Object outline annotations
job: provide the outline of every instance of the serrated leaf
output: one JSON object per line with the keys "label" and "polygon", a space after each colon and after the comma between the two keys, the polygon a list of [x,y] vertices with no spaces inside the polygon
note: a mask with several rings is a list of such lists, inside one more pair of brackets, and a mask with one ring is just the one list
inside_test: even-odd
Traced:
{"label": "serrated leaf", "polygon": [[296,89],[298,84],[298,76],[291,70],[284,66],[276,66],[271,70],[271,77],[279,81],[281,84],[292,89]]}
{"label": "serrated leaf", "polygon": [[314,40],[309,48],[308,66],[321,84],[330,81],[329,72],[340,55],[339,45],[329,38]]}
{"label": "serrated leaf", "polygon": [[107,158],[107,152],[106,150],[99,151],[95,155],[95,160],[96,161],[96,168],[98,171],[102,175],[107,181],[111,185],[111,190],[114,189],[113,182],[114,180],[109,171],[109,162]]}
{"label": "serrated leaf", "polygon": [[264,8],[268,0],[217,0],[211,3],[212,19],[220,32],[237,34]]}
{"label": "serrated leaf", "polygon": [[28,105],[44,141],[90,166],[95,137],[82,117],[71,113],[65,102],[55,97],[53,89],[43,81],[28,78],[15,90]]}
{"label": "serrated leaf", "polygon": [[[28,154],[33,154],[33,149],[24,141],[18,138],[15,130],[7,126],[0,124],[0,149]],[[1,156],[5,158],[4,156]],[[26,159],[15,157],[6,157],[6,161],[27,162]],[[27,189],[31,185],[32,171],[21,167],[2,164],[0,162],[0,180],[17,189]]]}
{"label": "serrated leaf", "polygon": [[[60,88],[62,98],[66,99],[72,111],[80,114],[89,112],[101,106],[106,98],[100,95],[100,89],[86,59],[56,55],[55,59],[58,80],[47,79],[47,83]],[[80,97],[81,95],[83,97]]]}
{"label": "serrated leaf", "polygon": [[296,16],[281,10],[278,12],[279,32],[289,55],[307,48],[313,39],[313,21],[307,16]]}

- YOUR OBJECTIVE -
Count the lines of the records above that contain the string "with", treating uppercase and lowercase as different. Give only the number.

- RESULT FOR THIS EXERCISE -
2